Tan Malaka adalah emas intan mutiara baiduri revolusi kita. Konsep revolusinya sungguh amat luar biasa, sepenuhnya menimbang aspek-aspek: Situasi, Kondisi dan Toleransi (Si-Kon-Tol).


Revolusi harus memberikan toleransi kepada semua pihak yang mau bergabung, tanpa memperhatikan masa lalu mereka.

Toleransi juga harus diberikan kepada musuh-musuh revolusi yang sudah tidak berdaya, jangan ditumpas habis sampai cindhil abang-nya, seperti model Soeharto dan Nasution.

Jangan juga revolusi model Soekarno yang lebih besar pasak daripada tiang dan banyak NATO-nya, No Action Talk Only. Dia bilang PKI “dudu sanak dudu kadang,” tapi “yen mati melu kelangan.” Katanya, PKI bukan sanak bukan pula saudara, tapi kalau PKI mati dia akan ikut kehilangan.

Tapi nyatanya dia (Soekarno) juga tidak bisa berbuat apa-apa terhadap pembantaian jutaan orang oleh Sarwo Edhie, Soeharto dan Nasution !? Apa namanya kalau bukan Soekarno Talks Only !!!

Jangan pula model Aidit yang malah menjerumuskan jutaan anggota PKI ke ladang pembantaian.

Revolusi dulu, rekonsiliasi kemudian. Penjara boleh penuh, tapi kuburan jangan.


Saya (Soesilo Toer) ini orang kiri yang percaya kepada karma dan dharma, terserah Anda mau menyebut agama saya apa. Buatlah dharma, maka karma akan memberikan yang terbaik buat Anda selamanya!

Mao dengan semena-mena menghabisi warisan ideologis para tokoh nasionalis China seperti dr. Sun Yat Sen (San Min Chui – Empat Sila Dasar Negara China Modern) dan Jenderal pembela Sun Yat Sen, Chiang Kai Sek, kok malah Mao yang mau ditiru oleh Aidit ???

Itu sebabnya Tan selalu membayangkan sebuah revolusi yang disepakati oleh rakyat banyak, lepas dari ideologi politik mereka. Musuh revolusi bisa berganti muka, baju, dan kepentingan setiap saat.

Tujuan revolusi bukanlah mendirikan kediktatoran proletariat seperti yang pernah terjadi di Uni Soviet dan yang dilestarikan China sampai sekarang.

Revolusi tidak bertentangan dengan demokrasi, itu sebabnya Tan Malaka mendirikan Partai Murba (Musyawarah Rakyat Banyak).

● **DATA TERSEDIA**:
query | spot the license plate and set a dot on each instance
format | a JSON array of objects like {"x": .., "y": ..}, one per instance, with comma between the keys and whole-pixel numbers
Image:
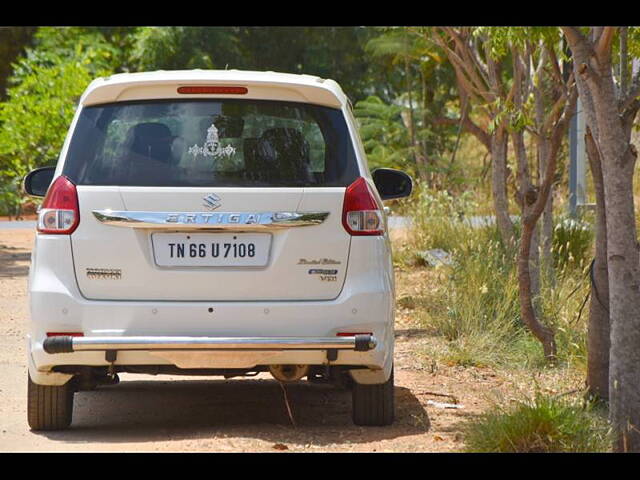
[{"x": 211, "y": 249}]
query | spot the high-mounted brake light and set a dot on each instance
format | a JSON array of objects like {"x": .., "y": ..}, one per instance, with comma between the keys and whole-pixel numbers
[
  {"x": 204, "y": 89},
  {"x": 59, "y": 213},
  {"x": 361, "y": 214}
]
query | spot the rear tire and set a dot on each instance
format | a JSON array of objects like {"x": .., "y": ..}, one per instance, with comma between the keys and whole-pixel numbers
[
  {"x": 49, "y": 407},
  {"x": 373, "y": 405}
]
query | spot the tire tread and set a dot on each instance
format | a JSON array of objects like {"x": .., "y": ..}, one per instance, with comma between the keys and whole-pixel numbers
[{"x": 49, "y": 407}]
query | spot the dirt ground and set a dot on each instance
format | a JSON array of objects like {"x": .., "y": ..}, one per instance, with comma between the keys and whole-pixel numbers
[{"x": 147, "y": 413}]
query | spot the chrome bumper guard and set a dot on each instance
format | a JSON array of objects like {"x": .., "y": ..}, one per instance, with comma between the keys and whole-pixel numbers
[{"x": 68, "y": 344}]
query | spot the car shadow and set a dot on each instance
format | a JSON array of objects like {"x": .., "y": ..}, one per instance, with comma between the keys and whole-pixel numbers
[
  {"x": 14, "y": 262},
  {"x": 158, "y": 410}
]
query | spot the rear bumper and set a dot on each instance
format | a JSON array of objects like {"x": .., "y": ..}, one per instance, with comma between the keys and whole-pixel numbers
[
  {"x": 68, "y": 344},
  {"x": 364, "y": 305}
]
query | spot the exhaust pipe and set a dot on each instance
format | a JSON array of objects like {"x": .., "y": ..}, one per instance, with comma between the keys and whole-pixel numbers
[{"x": 288, "y": 373}]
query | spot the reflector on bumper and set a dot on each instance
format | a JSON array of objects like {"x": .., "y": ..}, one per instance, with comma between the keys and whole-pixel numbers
[{"x": 68, "y": 344}]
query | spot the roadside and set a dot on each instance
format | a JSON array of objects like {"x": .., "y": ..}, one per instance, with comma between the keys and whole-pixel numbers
[{"x": 146, "y": 413}]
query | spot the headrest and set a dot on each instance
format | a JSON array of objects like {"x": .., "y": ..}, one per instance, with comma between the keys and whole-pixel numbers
[
  {"x": 152, "y": 140},
  {"x": 282, "y": 147}
]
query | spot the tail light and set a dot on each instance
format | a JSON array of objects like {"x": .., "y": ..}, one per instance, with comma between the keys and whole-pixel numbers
[
  {"x": 65, "y": 334},
  {"x": 59, "y": 213},
  {"x": 361, "y": 213}
]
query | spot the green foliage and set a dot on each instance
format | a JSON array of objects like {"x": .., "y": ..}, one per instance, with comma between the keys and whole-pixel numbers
[
  {"x": 572, "y": 243},
  {"x": 46, "y": 86},
  {"x": 55, "y": 46},
  {"x": 476, "y": 307},
  {"x": 176, "y": 48},
  {"x": 542, "y": 424},
  {"x": 384, "y": 137},
  {"x": 35, "y": 120}
]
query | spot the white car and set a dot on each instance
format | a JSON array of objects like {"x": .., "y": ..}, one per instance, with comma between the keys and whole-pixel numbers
[{"x": 212, "y": 223}]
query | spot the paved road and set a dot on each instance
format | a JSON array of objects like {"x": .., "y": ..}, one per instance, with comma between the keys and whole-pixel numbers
[{"x": 174, "y": 413}]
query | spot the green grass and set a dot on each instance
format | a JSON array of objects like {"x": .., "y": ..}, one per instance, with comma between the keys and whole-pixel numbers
[
  {"x": 477, "y": 309},
  {"x": 542, "y": 424}
]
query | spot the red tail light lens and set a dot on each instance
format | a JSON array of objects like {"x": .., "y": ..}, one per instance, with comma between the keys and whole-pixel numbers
[
  {"x": 59, "y": 213},
  {"x": 361, "y": 214}
]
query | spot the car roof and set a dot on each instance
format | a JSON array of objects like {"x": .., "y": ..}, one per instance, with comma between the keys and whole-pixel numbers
[{"x": 162, "y": 84}]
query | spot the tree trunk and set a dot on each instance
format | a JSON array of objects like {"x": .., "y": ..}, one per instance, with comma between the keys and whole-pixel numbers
[
  {"x": 499, "y": 187},
  {"x": 546, "y": 234},
  {"x": 624, "y": 296},
  {"x": 618, "y": 161},
  {"x": 543, "y": 333},
  {"x": 598, "y": 341}
]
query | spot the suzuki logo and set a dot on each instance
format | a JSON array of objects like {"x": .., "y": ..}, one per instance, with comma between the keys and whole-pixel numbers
[{"x": 212, "y": 201}]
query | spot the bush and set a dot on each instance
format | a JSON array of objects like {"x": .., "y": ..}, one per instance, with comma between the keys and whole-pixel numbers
[
  {"x": 572, "y": 243},
  {"x": 543, "y": 424}
]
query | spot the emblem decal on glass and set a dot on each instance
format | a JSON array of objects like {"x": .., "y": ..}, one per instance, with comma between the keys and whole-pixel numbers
[
  {"x": 212, "y": 147},
  {"x": 212, "y": 201}
]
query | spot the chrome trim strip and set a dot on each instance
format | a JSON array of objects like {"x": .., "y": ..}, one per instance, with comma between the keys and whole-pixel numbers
[
  {"x": 216, "y": 343},
  {"x": 210, "y": 220}
]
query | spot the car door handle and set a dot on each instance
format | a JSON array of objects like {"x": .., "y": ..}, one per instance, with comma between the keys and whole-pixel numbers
[{"x": 210, "y": 221}]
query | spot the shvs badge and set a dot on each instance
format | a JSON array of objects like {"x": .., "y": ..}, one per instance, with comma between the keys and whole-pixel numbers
[{"x": 325, "y": 275}]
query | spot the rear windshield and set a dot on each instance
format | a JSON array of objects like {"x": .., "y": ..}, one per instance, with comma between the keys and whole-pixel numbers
[{"x": 211, "y": 143}]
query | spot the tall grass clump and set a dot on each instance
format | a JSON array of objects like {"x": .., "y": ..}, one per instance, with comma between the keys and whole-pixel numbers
[
  {"x": 481, "y": 321},
  {"x": 572, "y": 243},
  {"x": 543, "y": 424}
]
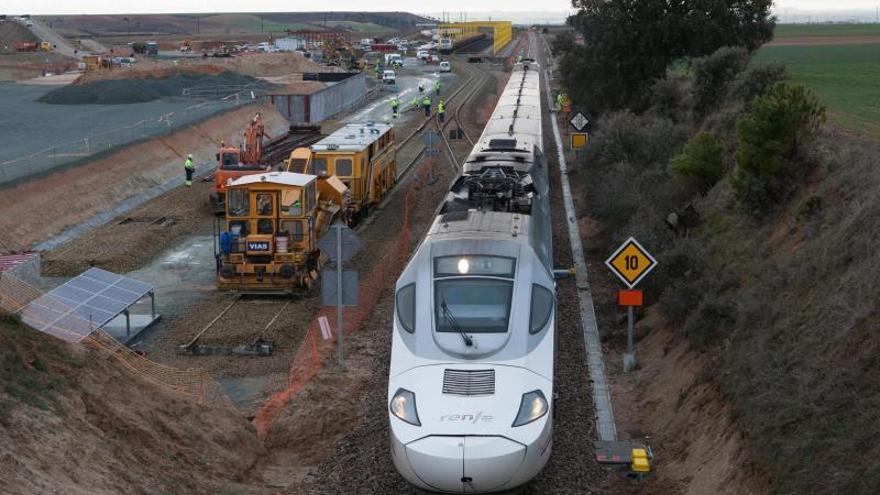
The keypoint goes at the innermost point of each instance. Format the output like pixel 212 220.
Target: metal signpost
pixel 430 138
pixel 346 245
pixel 631 262
pixel 579 122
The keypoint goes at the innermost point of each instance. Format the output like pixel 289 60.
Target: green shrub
pixel 770 137
pixel 701 163
pixel 667 97
pixel 756 80
pixel 713 74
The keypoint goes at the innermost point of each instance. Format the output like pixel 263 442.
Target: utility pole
pixel 340 330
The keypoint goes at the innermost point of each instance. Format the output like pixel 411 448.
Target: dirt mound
pixel 72 418
pixel 47 206
pixel 119 92
pixel 254 65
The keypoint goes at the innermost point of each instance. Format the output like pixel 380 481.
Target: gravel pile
pixel 123 91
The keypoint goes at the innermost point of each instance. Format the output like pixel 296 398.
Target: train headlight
pixel 403 405
pixel 533 407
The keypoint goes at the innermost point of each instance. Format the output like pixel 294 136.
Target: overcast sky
pixel 153 6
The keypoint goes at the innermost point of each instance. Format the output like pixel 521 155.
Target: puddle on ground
pixel 180 276
pixel 247 392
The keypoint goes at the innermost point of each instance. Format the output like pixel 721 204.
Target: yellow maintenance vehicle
pixel 364 158
pixel 267 242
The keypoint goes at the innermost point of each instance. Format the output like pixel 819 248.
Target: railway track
pixel 462 95
pixel 475 79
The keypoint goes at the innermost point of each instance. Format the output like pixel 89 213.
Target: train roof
pixel 515 124
pixel 280 178
pixel 353 137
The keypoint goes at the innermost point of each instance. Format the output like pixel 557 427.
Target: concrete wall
pixel 320 105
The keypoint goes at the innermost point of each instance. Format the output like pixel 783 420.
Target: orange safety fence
pixel 314 351
pixel 16 294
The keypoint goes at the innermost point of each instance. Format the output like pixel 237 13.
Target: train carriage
pixel 470 387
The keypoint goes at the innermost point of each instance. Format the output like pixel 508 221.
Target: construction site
pixel 390 252
pixel 239 365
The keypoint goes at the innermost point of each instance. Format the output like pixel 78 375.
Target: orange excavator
pixel 257 154
pixel 235 162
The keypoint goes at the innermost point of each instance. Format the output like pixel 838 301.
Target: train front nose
pixel 459 464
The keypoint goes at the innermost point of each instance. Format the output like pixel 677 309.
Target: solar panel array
pixel 89 301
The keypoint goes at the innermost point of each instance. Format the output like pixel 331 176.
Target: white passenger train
pixel 471 382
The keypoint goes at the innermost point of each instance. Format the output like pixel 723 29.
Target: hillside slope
pixel 770 318
pixel 72 421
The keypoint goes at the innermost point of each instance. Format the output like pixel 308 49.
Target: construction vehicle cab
pixel 363 157
pixel 267 240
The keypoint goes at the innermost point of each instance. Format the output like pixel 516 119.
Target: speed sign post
pixel 630 262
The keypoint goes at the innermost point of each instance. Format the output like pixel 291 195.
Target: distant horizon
pixel 785 14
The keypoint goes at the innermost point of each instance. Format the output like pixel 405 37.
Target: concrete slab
pixel 137 324
pixel 245 392
pixel 180 277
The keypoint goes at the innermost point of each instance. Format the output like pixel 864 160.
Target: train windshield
pixel 472 305
pixel 473 294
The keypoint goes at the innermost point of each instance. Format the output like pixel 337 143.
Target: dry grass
pixel 787 305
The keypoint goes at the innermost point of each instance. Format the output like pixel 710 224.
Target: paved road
pixel 408 80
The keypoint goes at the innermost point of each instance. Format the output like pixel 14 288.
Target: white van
pixel 392 59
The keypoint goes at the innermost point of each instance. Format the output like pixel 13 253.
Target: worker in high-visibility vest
pixel 394 105
pixel 426 104
pixel 188 169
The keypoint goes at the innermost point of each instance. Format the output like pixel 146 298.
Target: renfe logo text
pixel 466 417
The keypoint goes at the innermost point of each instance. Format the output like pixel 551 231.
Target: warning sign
pixel 579 140
pixel 631 262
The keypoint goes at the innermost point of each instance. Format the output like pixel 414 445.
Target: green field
pixel 844 76
pixel 784 31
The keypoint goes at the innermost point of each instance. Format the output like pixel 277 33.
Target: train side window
pixel 343 167
pixel 320 166
pixel 264 226
pixel 298 165
pixel 291 203
pixel 264 204
pixel 542 307
pixel 406 307
pixel 238 203
pixel 310 196
pixel 294 228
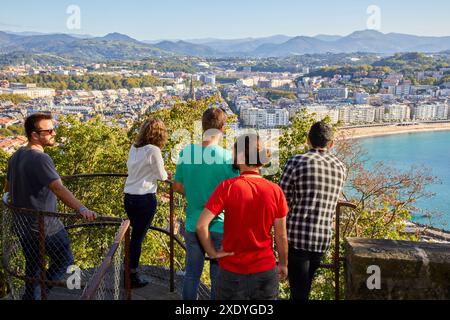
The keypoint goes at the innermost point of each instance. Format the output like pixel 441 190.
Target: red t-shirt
pixel 251 204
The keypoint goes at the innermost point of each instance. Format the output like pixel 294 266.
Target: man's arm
pixel 205 237
pixel 282 247
pixel 69 199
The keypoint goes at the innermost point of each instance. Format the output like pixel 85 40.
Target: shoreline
pixel 369 132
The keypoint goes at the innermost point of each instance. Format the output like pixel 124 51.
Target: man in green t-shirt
pixel 200 169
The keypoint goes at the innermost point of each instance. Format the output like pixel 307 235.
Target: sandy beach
pixel 356 133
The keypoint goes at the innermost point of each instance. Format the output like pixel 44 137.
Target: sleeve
pixel 45 170
pixel 217 199
pixel 8 173
pixel 287 180
pixel 158 162
pixel 179 170
pixel 230 171
pixel 283 208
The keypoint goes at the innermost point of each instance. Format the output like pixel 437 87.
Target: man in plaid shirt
pixel 312 183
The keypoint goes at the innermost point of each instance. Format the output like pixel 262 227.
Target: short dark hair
pixel 33 120
pixel 213 118
pixel 320 134
pixel 256 155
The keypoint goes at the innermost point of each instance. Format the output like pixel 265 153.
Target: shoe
pixel 137 281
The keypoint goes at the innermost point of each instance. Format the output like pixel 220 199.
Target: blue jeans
pixel 195 259
pixel 140 210
pixel 57 247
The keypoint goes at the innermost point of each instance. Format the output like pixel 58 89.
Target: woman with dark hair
pixel 145 167
pixel 253 207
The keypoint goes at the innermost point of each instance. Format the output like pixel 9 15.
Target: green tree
pixel 14 98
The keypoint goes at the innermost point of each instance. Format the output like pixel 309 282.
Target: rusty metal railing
pixel 171 225
pixel 91 290
pixel 336 265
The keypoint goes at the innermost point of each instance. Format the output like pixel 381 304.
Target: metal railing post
pixel 171 243
pixel 127 279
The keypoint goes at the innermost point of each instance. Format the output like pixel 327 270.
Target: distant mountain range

● **DAFTAR TUGAS**:
(A) Dalam kutipan tentang revolusi Tan Malaka, sebutkan semua tokoh yang namanya muncul setelah kata "model" sebagai contoh revolusi yang jangan ditiru.
(B) Kutip dari kutipan tentang revolusi Tan Malaka bagian yang dibuka dengan kata-kata yang memuat "Toleransi juga harus" dan ditutup dengan "Soeharto dan Nasution.".

● **JAWABAN DI BAWAH**:
(A) Soeharto, Nasution, Soekarno, Aidit

(B)
Toleransi juga harus diberikan kepada musuh-musuh revolusi yang sudah tidak berdaya, jangan ditumpas habis sampai cindhil abang-nya, seperti model Soeharto dan Nasution.